Each record below should be returned exactly, with its pictures left out.

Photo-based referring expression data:
═══
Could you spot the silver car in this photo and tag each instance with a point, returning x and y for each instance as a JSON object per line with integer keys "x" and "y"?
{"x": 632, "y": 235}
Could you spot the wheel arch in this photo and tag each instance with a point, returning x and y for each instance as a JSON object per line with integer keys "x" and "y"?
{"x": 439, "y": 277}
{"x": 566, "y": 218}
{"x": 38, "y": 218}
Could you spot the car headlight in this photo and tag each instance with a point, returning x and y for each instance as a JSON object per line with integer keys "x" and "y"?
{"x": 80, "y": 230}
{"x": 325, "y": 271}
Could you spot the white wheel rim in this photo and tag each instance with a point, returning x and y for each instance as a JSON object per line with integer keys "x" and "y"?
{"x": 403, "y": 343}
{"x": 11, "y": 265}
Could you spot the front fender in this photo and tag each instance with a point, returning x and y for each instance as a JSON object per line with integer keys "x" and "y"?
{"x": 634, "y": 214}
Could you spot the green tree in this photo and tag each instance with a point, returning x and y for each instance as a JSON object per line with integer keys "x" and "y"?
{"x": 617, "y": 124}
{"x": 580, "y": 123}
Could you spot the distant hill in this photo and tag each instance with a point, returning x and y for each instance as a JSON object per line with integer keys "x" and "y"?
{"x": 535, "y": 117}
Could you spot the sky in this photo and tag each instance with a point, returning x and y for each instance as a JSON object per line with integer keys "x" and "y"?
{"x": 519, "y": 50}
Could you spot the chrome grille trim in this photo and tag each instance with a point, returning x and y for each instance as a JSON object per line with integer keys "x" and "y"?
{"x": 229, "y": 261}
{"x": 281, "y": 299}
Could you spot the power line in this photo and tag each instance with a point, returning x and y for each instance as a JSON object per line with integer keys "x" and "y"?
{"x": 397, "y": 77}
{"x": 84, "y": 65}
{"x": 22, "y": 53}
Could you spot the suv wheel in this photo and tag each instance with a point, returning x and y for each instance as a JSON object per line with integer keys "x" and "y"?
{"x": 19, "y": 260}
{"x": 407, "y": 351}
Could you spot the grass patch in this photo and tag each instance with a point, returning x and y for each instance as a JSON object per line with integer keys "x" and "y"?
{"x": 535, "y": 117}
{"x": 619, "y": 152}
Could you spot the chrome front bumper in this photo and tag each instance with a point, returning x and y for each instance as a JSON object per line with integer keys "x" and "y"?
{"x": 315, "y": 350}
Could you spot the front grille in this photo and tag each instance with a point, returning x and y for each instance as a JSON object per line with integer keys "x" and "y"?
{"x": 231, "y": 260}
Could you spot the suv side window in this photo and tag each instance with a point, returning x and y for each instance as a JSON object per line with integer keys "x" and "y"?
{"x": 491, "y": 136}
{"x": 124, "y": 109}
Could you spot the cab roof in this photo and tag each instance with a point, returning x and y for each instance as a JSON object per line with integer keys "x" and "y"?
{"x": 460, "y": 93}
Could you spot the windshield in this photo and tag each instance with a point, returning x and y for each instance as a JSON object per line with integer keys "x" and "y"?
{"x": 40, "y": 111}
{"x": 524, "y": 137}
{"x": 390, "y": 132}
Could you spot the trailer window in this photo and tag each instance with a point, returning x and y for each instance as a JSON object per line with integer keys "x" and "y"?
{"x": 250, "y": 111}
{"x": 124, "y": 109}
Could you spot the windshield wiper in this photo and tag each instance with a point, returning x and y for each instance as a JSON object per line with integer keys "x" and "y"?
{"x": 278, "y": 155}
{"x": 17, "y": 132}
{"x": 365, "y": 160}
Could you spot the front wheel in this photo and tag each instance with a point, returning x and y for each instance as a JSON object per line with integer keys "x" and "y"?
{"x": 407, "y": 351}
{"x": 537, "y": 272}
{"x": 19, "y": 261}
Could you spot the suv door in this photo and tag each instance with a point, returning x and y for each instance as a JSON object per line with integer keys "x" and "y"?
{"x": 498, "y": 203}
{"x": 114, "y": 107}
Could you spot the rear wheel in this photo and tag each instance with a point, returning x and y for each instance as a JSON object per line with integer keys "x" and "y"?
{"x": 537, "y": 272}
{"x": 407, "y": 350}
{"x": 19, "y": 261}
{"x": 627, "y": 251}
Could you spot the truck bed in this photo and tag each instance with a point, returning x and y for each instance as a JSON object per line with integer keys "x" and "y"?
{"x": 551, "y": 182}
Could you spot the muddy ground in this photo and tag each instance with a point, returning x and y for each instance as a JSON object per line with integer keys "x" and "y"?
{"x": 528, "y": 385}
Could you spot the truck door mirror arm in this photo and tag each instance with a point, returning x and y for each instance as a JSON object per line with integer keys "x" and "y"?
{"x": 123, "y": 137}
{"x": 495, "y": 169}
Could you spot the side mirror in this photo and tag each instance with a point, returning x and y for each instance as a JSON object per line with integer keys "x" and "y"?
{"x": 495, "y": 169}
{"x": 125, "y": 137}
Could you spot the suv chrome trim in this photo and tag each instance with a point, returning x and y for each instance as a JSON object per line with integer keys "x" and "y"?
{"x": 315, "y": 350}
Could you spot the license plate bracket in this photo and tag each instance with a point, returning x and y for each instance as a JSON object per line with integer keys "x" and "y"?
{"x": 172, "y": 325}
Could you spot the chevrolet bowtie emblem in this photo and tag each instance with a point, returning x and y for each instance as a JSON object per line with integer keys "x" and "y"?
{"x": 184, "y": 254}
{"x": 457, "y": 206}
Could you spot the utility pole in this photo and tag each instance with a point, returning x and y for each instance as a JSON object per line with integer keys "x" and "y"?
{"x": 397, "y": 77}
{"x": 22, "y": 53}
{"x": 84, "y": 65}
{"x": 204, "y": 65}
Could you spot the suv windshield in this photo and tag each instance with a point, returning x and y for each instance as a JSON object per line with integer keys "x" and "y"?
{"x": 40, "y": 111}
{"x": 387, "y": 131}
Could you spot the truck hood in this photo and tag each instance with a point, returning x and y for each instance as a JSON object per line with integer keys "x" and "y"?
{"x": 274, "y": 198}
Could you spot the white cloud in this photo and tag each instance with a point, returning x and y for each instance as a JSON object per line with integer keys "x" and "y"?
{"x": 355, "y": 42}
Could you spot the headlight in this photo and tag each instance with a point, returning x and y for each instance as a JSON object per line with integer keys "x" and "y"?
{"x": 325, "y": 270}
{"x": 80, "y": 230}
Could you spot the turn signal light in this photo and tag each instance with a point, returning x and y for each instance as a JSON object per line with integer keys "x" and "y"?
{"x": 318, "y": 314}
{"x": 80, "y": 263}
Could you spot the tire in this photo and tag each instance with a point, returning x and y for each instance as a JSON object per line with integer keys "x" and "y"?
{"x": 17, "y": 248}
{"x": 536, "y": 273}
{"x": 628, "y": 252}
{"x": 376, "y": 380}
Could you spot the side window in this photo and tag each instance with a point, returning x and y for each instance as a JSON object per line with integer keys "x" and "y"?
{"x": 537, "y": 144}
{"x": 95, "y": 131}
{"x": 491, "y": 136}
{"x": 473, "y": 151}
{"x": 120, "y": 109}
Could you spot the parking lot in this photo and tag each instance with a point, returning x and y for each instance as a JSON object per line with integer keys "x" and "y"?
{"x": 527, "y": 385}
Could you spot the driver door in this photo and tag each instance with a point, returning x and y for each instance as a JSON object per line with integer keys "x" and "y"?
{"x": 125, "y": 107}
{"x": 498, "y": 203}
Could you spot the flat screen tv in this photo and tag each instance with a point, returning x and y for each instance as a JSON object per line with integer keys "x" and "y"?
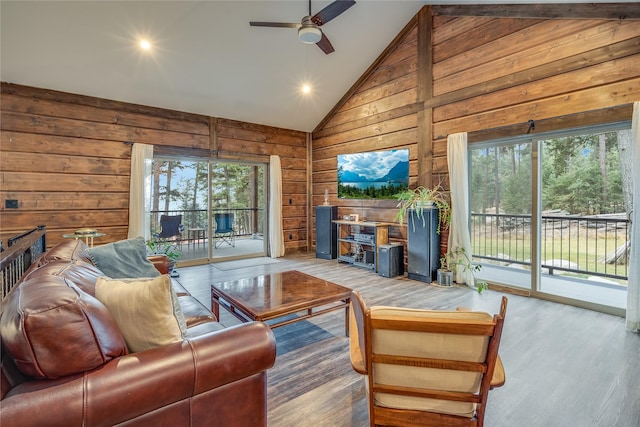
{"x": 373, "y": 175}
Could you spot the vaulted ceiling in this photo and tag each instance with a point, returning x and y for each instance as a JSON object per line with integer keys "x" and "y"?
{"x": 204, "y": 56}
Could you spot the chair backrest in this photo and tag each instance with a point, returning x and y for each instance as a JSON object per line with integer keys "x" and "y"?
{"x": 224, "y": 222}
{"x": 425, "y": 367}
{"x": 170, "y": 226}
═══
Task solution:
Could you spot the silver car in this photo and tag each instance with a point, returning x and y for each instance as a JSON object per line with integer keys "x" and "y"?
{"x": 632, "y": 235}
Could you spot the wheel arch in this photo and tag each instance with a point, returning x and y for each instance as a JSON object per line with integer keys "x" and "y"?
{"x": 439, "y": 277}
{"x": 566, "y": 218}
{"x": 38, "y": 218}
Could you spot the car headlight in this photo and tag each instance with a point, returning x and y for each instance as a JSON object per line with integer keys "x" and "y"?
{"x": 80, "y": 230}
{"x": 325, "y": 271}
Could you spot the white wheel rim in this photo and tag each instance with a point, returning x and y for each instance as a JSON object per line with integer keys "x" and "y"?
{"x": 403, "y": 343}
{"x": 11, "y": 265}
Could you spot the front fender in this photo and tag each instance with a point, returning x and y for each instance as a JSON object per line with integer keys "x" and "y"?
{"x": 634, "y": 214}
Could you spot the green tree in this photo and tag each instance with a point, returning x and y for each instance as a JSON object per line with integer keys "x" and "y"?
{"x": 617, "y": 124}
{"x": 580, "y": 123}
Could you spot the distant hill in this photo and tag each instance with a point, returning x and y for each instance as a JSON object per line with integer keys "x" and "y"?
{"x": 535, "y": 117}
Could you spot the sky in this photo and tag each instance with a point, returning x and y for each instance as a JSON object per line with integer keys "x" and "y"?
{"x": 519, "y": 50}
Could you spot the chrome grille trim in this photo and tag each instance with a point, returning x and y for each instance as a JSON object per line with integer keys "x" and "y"?
{"x": 229, "y": 261}
{"x": 281, "y": 299}
Could you spot the power line in this photo and tag each instance with a point, returning x and y for each instance as a JSON object per line with integer keys "x" and "y"?
{"x": 397, "y": 77}
{"x": 84, "y": 65}
{"x": 22, "y": 53}
Could you spot the suv wheel in this photo and tag each instance with a point, returning x and y for each instance as a JSON object per line with integer keys "x" and "y"?
{"x": 19, "y": 260}
{"x": 407, "y": 351}
Could you spot the grass patch in this photo and tag each instance with a point, returning x and y for each instance as a JSON object per line with integer keys "x" and "y"?
{"x": 535, "y": 117}
{"x": 619, "y": 152}
Could you spot the chrome front bumper in this photo and tag each instance with a point, returning x and y for each instance as a JSON object per line with integer keys "x" and "y"?
{"x": 315, "y": 350}
Could you spot the front grille in this photo and tag each instance with a point, returning x and y for each instance as a JSON object per line with integer keys "x" and "y"?
{"x": 231, "y": 260}
Could you spot the suv side window in this photo and tag each instance with a point, returning x and y for each instance as a JSON object per line with integer keys "x" and "y"?
{"x": 491, "y": 136}
{"x": 124, "y": 109}
Could you spot the cab roof in this photo and tag each instance with a point, returning x and y for each instance as a JSON object per line with integer keys "x" and "y"?
{"x": 460, "y": 93}
Could you spot the windshield in this photo and tag each instance with a point, returning x and y for each instance as a JSON object per line with integer keys "x" and "y"?
{"x": 40, "y": 111}
{"x": 524, "y": 137}
{"x": 390, "y": 132}
Could you spot the trailer window in this photo and tag each instance with a point, returning x and y for each instance as a JSON object per line with integer keys "x" and "y"?
{"x": 250, "y": 111}
{"x": 124, "y": 109}
Could you spot the windshield wiper in this photo and tag each instance with a point, returning x and y for each instance as a JSON object per line with integer keys "x" and "y"?
{"x": 278, "y": 155}
{"x": 17, "y": 132}
{"x": 365, "y": 160}
Could you spot the front wheel in this photo and tag each instance with a point, returning x and y for each instance as a JSON object per line with integer keys "x" and "y"?
{"x": 407, "y": 351}
{"x": 537, "y": 272}
{"x": 19, "y": 261}
Could you spot the suv door in this photo and tag each instance with a point, returning x and y for each instance as a JSON object per line with integer keys "x" and "y"?
{"x": 498, "y": 203}
{"x": 114, "y": 107}
Could you spot the rear wheel in this photo and tag each instance with a point, returning x and y for each instance as a JSON object per line with integer keys "x" and "y"?
{"x": 537, "y": 272}
{"x": 407, "y": 350}
{"x": 19, "y": 261}
{"x": 627, "y": 251}
Could you spot the truck bed in this photo and tag each instance with a point, returning x and y for each instance as a JSON object per line with integer keys "x" and "y"?
{"x": 551, "y": 182}
Could you spot the muddy ground in this photo and tag each instance with a point, returning x and y for each instance as a JSON object per line with integer keys "x" and "y"?
{"x": 528, "y": 385}
Could you spot the truck door mirror arm in this photo and tag each instance with a point, returning x and y for each instance as a JSON object per line with integer keys "x" and "y"?
{"x": 123, "y": 137}
{"x": 495, "y": 169}
Could you spot the side mirror in this photo and tag each instance with a point, returning x and y for each instance as a JSON object per line with integer keys "x" and "y"?
{"x": 495, "y": 169}
{"x": 125, "y": 137}
Could you spot the suv chrome trim in this photo and tag each instance with a point, returning x and y for each instance as a JSON object per line with integer keys "x" and "y"?
{"x": 315, "y": 350}
Could you spot the license plate bracket in this photo and tag each instance with a point, returning x and y for each instance as a JSON object per line with integer keys "x" and "y"?
{"x": 172, "y": 325}
Could you spot the chevrolet bowtie emblem in this photo and tag each instance with a point, returning x and y for each instance as a JSON object per line with integer keys "x" and "y"?
{"x": 184, "y": 254}
{"x": 457, "y": 206}
Could you spot the utility pole in this photo and tag each instance with a point, returning x and y for each instance as a JSON object per line with integer keys "x" and "y"?
{"x": 397, "y": 77}
{"x": 22, "y": 53}
{"x": 84, "y": 65}
{"x": 204, "y": 65}
Could you spot the suv windshield in this photo and tag each instance with a point, returning x and y for each instance as a JSON object per line with integer keys "x" and "y"?
{"x": 40, "y": 111}
{"x": 387, "y": 131}
Could you spot the truck hood in this photo and tag each instance with a point, returning x and y for each instance as a JSON object per line with integer keys "x" and "y"?
{"x": 274, "y": 198}
Could you spot the white cloud in this photo and tag each instance with a point, returning x and y for each instance as a JSON object per line with integer keys "x" and "y"?
{"x": 355, "y": 42}
Could you spot the headlight in this photo and tag each instance with a point, returning x and y for each instance as a JSON object per line with integer keys "x" and "y"?
{"x": 325, "y": 270}
{"x": 80, "y": 230}
Could you spot the turn signal light in this photo and tag each instance with a point, returning x and y for each instance as a JSON object per line with integer keys "x" and "y"?
{"x": 318, "y": 314}
{"x": 80, "y": 263}
Could you spot the tire in this photo and tag each instance with a point, returning x and y for each instance as a JSON object per line with integer keys "x" and "y"?
{"x": 17, "y": 248}
{"x": 536, "y": 273}
{"x": 628, "y": 252}
{"x": 376, "y": 380}
Could you spot the side window in this photo and tag each instance with a point, returning x and y for each instance as a JSON object per line with integer keys "x" and "y"?
{"x": 537, "y": 144}
{"x": 95, "y": 131}
{"x": 491, "y": 136}
{"x": 473, "y": 151}
{"x": 120, "y": 109}
Could you spot the parking lot in this photo and tag each instance with a point, returning x and y for each instance as a JSON object per line with integer keys "x" and "y"?
{"x": 527, "y": 385}
Could you spot the driver door in this photo and tag each instance with a point, returning x and y for each instance as a JSON object per line with integer keys "x" and "y"?
{"x": 125, "y": 107}
{"x": 498, "y": 203}
Could you spot the flat screen tv in this photo and tag each instance with a point, returning x and y for each instance as a JSON object per line with integer keys "x" and "y"?
{"x": 373, "y": 175}
Could you spot the vaulted ceiling in this photo and tag each instance with a point, returning x and y for each instance as a JSON object per line with integer keys "x" and "y"?
{"x": 204, "y": 56}
Could you spot the chair backrest in this photo and tag each instance with a point, returning x and y for each instance as a JSON object per line with integer keys "x" and "y"?
{"x": 224, "y": 222}
{"x": 425, "y": 367}
{"x": 170, "y": 226}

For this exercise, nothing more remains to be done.